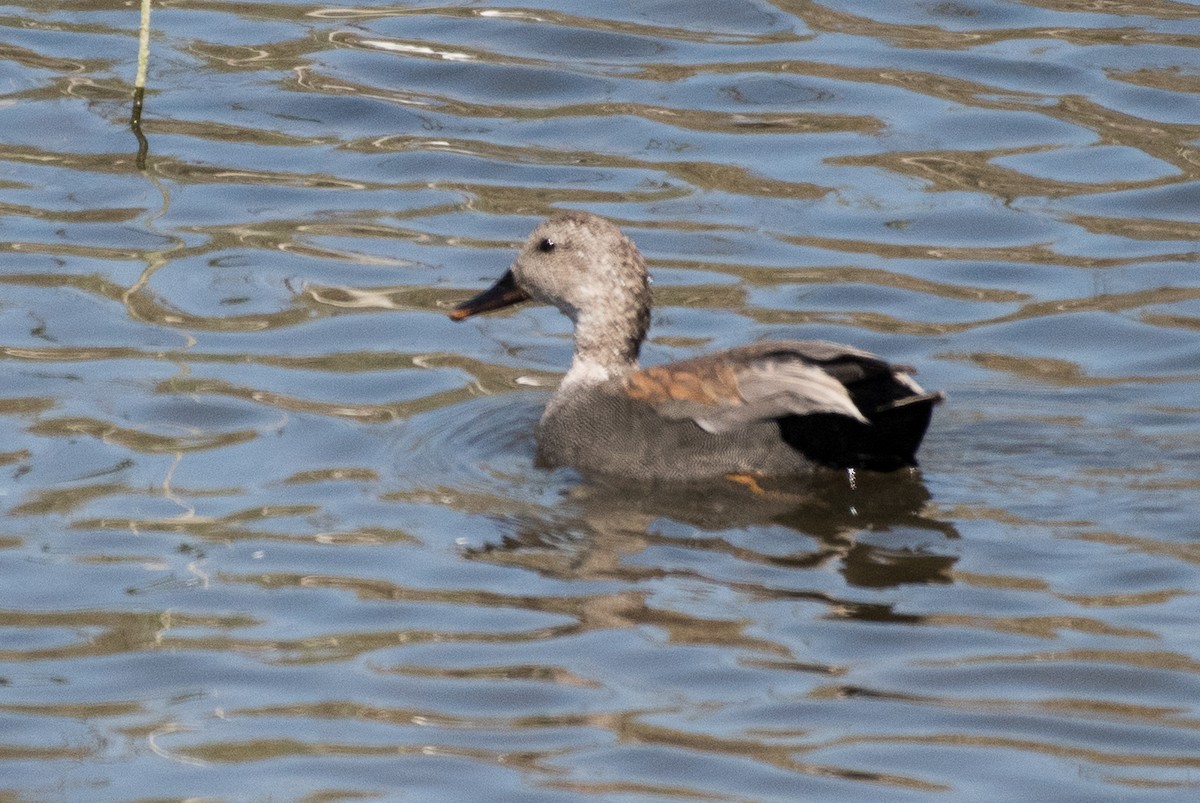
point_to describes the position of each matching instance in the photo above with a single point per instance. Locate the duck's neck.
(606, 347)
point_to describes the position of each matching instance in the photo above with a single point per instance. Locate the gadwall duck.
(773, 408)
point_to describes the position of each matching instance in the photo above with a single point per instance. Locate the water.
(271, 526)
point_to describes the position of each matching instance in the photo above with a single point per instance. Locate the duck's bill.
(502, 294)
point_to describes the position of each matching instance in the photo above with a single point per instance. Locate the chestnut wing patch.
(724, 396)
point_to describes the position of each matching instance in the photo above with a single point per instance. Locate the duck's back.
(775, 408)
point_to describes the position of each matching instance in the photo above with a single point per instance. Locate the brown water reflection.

************

**What is being asked**
An exact retyping of the lines from the one with "the duck's bill." to the end of the material above, with both ends included and nothing added, is the required answer.

**Solution below**
point_to describes the position of each matching instance in the photo above with a single point per instance. Locate the duck's bill.
(502, 294)
point_to describes the position of each matching instance in the photo above with a single point per instance. Locate the chestnut wing patch.
(724, 396)
point_to describes the position of each matching instance in the photo above with a single point per instance. Locate the duck's back.
(775, 408)
point_to describes the position of each matching instance in the photo above with a single point per instance. Locate the brown water reflection.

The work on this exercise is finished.